* **設問内容**
1/ 松橋事件を扱った原文から、「本件は、警察が被疑者に虚偽自」を含む語句で始まり「- 熊本地決平成28年6月30日(公刊物不登載)」で終わる箇所を、一字一句違えずに書き写してください。
2/ 松橋事件の冤罪を扱った原文の続きを、最後に示された行の後から書き進めてください。

* **原文**
────────────────
(第28回)「凶器の柄に巻き付けていたはずの布切れ」に血がついていないのでそれを焼却したことにし、実際はその布切れを隠匿保管していた─松橋事件
警察官、検察官の証拠隠しや捏造、嘘によって、そしてそれを見抜かなかった裁判所によって、無実の人が処罰されてしまった数々の冤罪事件が存在します。
現役時代、30件以上の無罪判決を確定させた元刑事裁判官・木谷明氏が、実際に起こった事件から、刑事裁判の闇を炙り出します。
(毎月中旬更新予定)
本件は、警察が被疑者に虚偽自白させただけでなく、その自白と矛盾する重要な物証を隠匿してしまったというとんでもない事件である。
松橋(まつばせ)事件
- 熊本地判昭和61年12月22日(公刊物不登載)
- 福岡高判昭和63年6月21日(公刊物不登載)
- 最決平成2年1月26日(公刊物不登載)
- 熊本地決平成28年6月30日(公刊物不登載)
- 福岡高決平成29年11月29日(公刊物不登載)
────────────────
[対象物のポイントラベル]
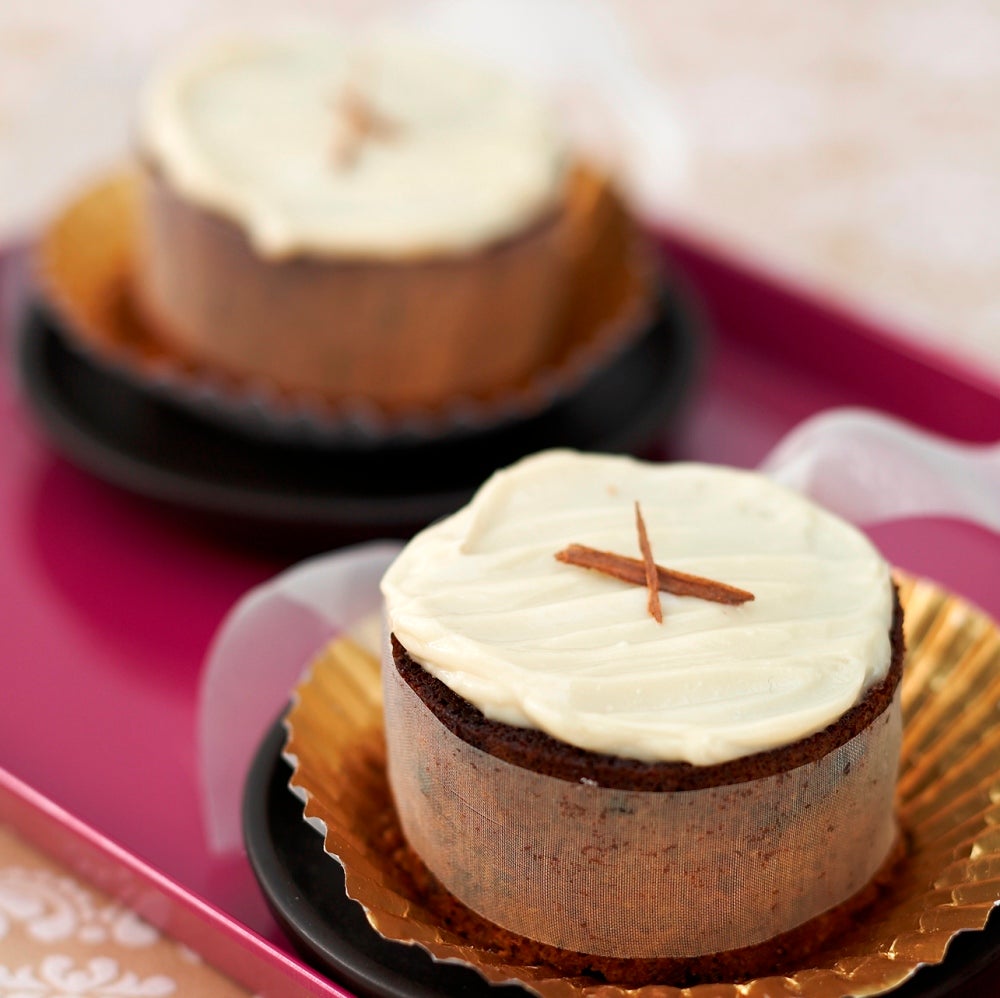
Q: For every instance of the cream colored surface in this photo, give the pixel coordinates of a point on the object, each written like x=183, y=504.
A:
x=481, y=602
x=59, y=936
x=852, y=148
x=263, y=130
────────────────
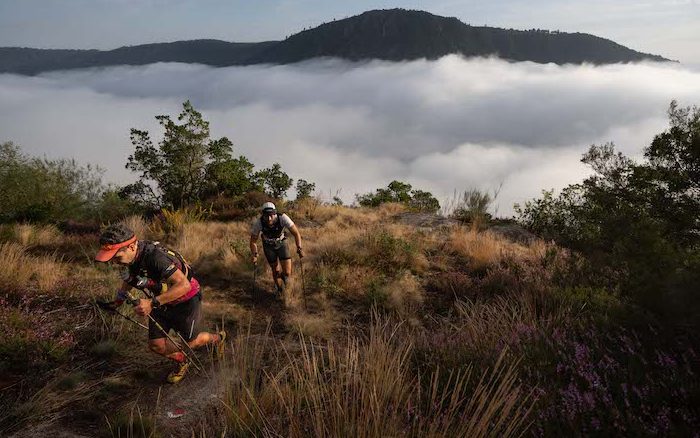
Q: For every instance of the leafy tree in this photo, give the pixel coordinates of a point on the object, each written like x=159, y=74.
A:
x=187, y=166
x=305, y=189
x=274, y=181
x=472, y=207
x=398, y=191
────────────────
* **演習の解答**
1/
本件は、警察が被疑者に虚偽自白させただけでなく、その自白と矛盾する重要な物証を隠匿してしまったというとんでもない事件である。
松橋(まつばせ)事件
- 熊本地判昭和61年12月22日(公刊物不登載)
- 福岡高判昭和63年6月21日(公刊物不登載)
- 最決平成2年1月26日(公刊物不登載)
- 熊本地決平成28年6月30日(公刊物不登載)

2/
- 熊本地判平成31年3月28日(公刊物不登載)
1 どういう事件だったのか
昭和60年1月8日朝、熊本県松橋町のVさんの自宅で、Vさんの死体が発見された。死体は「頚部付近を刃物でめった刺し」にされていたので、Vさんが何者かに殺害されたことは明らかであった。
2 捜査はどう進んだのか
死亡時期は2日前の1月6日午前零時過ぎ以降と推定された。警察は、Mさんが前夜共通の友人A夫妻とともにA方で飲酒した際、Vさんと激しく口論した事実を突き止め、Mさんに対する嫌疑を深めた。警察がMさんを「任意同行」に名を借りて警察に連行しその点を追及すると、当初否認していたMさんが次第に事実を認め始め、長時間の取調べの後最終的には全面的に自白するに至った。
自白によると、Mさんは、かねてVさんに対し反感を抱いていたが、当夜同人と激しく口論したことなどから憤激の念を強め、一旦帰宅した後、刃体の長さ約11センチメートルの切出し小刀を持ち出してV方に赴き、こたつに座っていたVさんの頸部、顔面など13か所を10数回突き刺したということになっている。しかし、使用したとされる小刀やその柄には血液が付着していなかった。
そこで取調官は、Mさんをさらに厳しく追及した上、この点について、「柄に血液が付着するのを防ぐため、自宅室内にあった古いシャツの布切れを切り取って小刀の柄と刃の接合部分に巻き付けていた。刃の部分は、帰宅後砥石で研いだ。布切れは、後刻、自宅の風呂釜で燃やした」という自白調書を作成した。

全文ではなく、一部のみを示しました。